■ Extract provided:
-=-=-

Top Ten Cities of Low-Affordability Housing in US – Income Versus Cost

According to the National Association of Realtors, home sales rose 10 percent in April over last year.

By year’s end, year-over-year sales could be up 13 percent, the report stated. As the housing market develops and mortgage rates are still holding at low record levels, the price of home ownership may be a current practical goal for many people. The housing market, with a swift decline in 2006 that brought the U.S. economy down, as well, may be making a comeback.

American household earnings during low affordability periods

An American household earning the national median of a $65,000 income level could comfortably afford to purchase 77.5 percent of the houses sold on the housing market during the first quarter of the current year. This has risen from 75.9 percent since last quarter, in lieu of the freshly released Housing Opportunity Index by the National Association of Home Builders and Wells Fargo, this index compares home prices and mortgage rates with an area’s median household income.

-=-=-

■ Record excerpts:
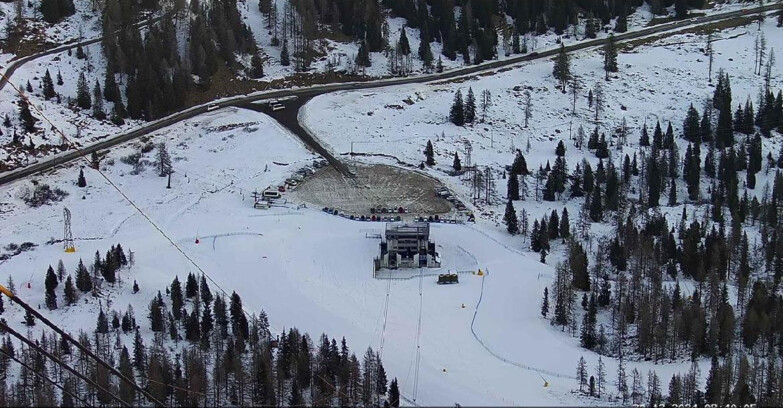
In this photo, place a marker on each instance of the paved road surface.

-=-=-

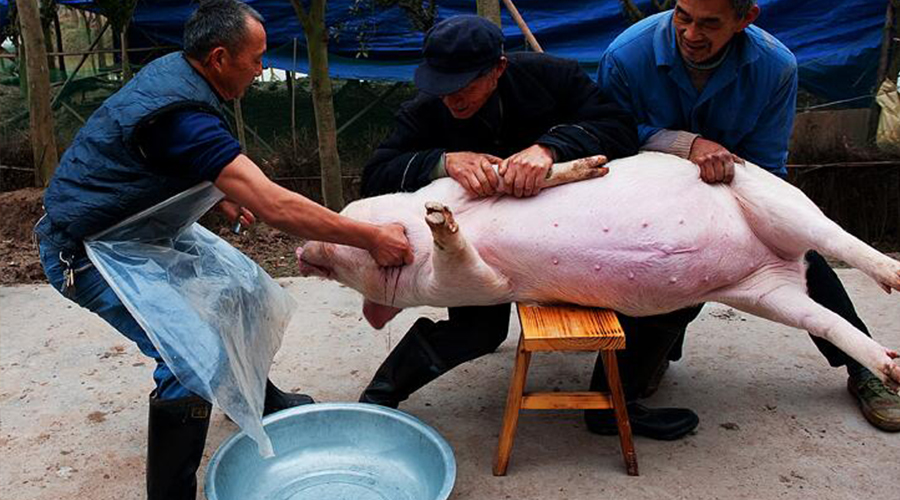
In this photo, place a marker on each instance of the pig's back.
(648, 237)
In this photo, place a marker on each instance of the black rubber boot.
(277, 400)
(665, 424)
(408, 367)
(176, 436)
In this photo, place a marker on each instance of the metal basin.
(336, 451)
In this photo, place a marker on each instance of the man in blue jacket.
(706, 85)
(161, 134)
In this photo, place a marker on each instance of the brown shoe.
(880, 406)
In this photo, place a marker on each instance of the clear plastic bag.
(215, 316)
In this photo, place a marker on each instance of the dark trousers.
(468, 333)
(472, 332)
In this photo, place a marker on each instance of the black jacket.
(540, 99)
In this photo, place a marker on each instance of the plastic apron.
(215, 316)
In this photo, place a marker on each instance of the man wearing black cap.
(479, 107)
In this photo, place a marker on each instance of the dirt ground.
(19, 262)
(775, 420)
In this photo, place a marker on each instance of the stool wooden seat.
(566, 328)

-=-=-

■ Given instruction: Could you copy word for word the passage of the housing affordability article between "American household earnings" and "median household income.", inclusive?

■ Solution to this problem:
American household earnings during low affordability periods

An American household earning the national median of a $65,000 income level could comfortably afford to purchase 77.5 percent of the houses sold on the housing market during the first quarter of the current year. This has risen from 75.9 percent since last quarter, in lieu of the freshly released Housing Opportunity Index by the National Association of Home Builders and Wells Fargo, this index compares home prices and mortgage rates with an area’s median household income.